* [TASK STATEMENT]:
Edit the forum thread on removing VM from wool from "Pinch it tight" to "least *I* cant.", changing "shake" to "good shake".

* [SOURCE PASSAGE]:
# Getting the VM out ....



## Miz Mary (Feb 15, 2003)

I will be looking on YouTube and doing a Google search, but thought Id ask the experts here ...... How do you get the VM out ?! 
I sat last night with a bag of Jacobs Wool , hand picking the little bits out and fluffing the wool for carding ....

I am either
... a perfectionist trying to get it ALL out .....

... impatient , as this takes a looooong time .....:yawn:

... unawares there is an EASIER way !!! :hysterical:

What do YOU do ?!?!


----------



## Forerunner (Mar 23, 2007)

There is the challenge, indeed.
Suint bath, multiple rinsings and a lot of combing/carding for the tougher ones.....

That said, I have found several yarn brands, particularly a couple from Canada :huh: that seem to pride themselves categorically by the degree of vm they leave in the finished yarn. :grit:


----------



## gone-a-milkin (Mar 4, 2007)

I use a slicker brush.
Grab a dirty lock and twist it in the middle.
Pinch it tight between my fingers and brush one half out.
Once it is all fanned out I give it a shake.
Turn the lock around and do the same to the other end.

Also, if you card fairly SLOWLY, a lot of vm will fall out when the cards are coming away from eachother.
Then even more falls out while you spin.
AND even more falls out when you wash the yarn. 
Sometimes even MORE comes out after you knit the garment and wash it. :teehee:

Even mill-processed roving has some vm in it. 
I dont think you can get every speck of it out. 
At least *I* cant.


----------



## Forerunner (Mar 23, 2007)

Wind in Her Hair said:


> agreeing with everyone.......


You've stumbled across some of those pesky Canadian VM wool yarns, too ? :grouphug:


----------



## Miz Mary (Feb 15, 2003)

Ah ....ok... I dont need to get obessive ... COOL - a GOOGLE day ! I am so new to all this terminology .....but it's SO fun learning !!! Thanks guys ....Ill try carding and using a dog brush this afternoon !! So much for waiting for Tour De Fleece !!!


----------



## Happyhomemama (Jul 13, 2005)

This is good to know. I nearly make myself crazy trying to get it all out and I still.can't.get.it.all.:hair


----------



## Marchwind (May 10, 2002)

The real key to getting most of the VM out of fleeces? Check the fleece over and buy ones that have as little amount of VM as it can. Okay smart-alack response but really, I have rejected a lot of fleeces because of the amount of VM in them. Otherwise it is as everyone says. Most of it will fall out along the way, all except the tiniest bits.


----------



## Maura (Jun 6, 2004)

If there is a lot of VM in the wool I comb it first.


----------



## InHisName (Jan 26, 2006)

Good advice, Marchwind! at first, wasted lots of time on not so great fleeces, the experience was helpful- but wont do that again. Nasty stuff gets skirted, raspberries love it. Oh 2nd on wool picker! Love it for really sticking together fleeces, like mohair, as well.


----------

* [PROVIDED RECORDS]:
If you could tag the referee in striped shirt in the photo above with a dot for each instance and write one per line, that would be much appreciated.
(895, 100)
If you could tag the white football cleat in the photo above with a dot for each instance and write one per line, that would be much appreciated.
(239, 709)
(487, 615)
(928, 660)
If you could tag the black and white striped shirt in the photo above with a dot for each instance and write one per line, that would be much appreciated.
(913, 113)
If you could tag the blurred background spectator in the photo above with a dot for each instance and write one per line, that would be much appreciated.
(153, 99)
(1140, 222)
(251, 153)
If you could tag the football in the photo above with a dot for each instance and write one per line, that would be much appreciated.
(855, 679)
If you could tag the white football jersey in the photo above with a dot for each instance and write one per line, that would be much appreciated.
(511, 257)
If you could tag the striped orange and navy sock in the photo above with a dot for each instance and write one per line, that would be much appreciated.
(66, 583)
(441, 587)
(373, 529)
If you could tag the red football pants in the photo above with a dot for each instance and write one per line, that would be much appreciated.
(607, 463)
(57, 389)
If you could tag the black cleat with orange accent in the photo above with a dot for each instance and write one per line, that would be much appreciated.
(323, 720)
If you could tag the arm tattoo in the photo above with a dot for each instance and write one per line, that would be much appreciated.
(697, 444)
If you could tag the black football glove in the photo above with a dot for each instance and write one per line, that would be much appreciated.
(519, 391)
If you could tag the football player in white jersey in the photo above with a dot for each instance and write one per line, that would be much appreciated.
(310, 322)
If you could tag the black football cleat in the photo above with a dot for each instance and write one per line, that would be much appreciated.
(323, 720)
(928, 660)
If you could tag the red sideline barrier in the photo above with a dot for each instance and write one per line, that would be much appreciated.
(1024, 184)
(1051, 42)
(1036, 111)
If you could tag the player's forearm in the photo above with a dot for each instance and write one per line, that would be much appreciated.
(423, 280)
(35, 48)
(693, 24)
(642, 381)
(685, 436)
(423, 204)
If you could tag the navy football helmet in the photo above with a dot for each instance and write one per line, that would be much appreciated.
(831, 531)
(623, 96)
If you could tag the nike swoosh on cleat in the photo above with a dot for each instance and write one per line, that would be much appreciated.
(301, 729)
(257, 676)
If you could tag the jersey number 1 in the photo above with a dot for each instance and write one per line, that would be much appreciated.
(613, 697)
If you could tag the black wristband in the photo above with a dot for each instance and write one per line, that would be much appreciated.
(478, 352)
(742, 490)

* [OUTPUT FOR THIS TASK]:
Pinch it tight between my fingers and brush one half out.
Once it is all fanned out I give it a good shake.
Turn the lock around and do the same to the other end.

Also, if you card fairly SLOWLY, a lot of vm will fall out when the cards are coming away from eachother.
Then even more falls out while you spin.
AND even more falls out when you wash the yarn. 
Sometimes even MORE comes out after you knit the garment and wash it. :teehee:

Even mill-processed roving has some vm in it. 
I dont think you can get every speck of it out. 
At least *I* cant.